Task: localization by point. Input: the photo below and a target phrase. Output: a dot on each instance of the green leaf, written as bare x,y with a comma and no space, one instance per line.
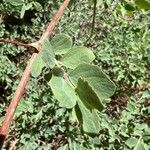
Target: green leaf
131,142
37,66
61,44
96,78
58,72
139,146
77,56
48,55
143,4
63,92
90,119
15,2
88,96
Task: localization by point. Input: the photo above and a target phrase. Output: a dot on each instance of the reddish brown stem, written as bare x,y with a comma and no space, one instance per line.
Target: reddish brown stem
19,92
26,75
15,42
54,21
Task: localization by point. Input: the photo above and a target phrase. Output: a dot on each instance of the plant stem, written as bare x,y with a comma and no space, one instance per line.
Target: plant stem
26,75
93,20
54,21
18,95
15,42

++++

Please copy the data above character for character, skipping any pictures.

Task: localization by point. Input: the photo below and a target phrase. Output: a dot on each instance of the green leaf, written as bare x,y with a comma and no space, one instance per line.
Target: green leaf
131,142
37,66
61,44
96,78
58,72
139,146
77,56
48,55
143,4
63,92
90,119
15,2
88,96
Task: localization by point. Input: the photo above and a target phrase. Output: a dot on each instance of the reddish brown stem, written as bare x,y with a comma and no space, one instance per line.
Target: reddish brown stem
19,92
26,75
15,42
54,21
Task: localization by point. Input: the photo above and a target phrase. Output: a dot on each instance of the plant stem, written as bare x,y with a comma and no space, one instance per line.
Target: plant stem
26,75
93,20
54,21
18,95
15,42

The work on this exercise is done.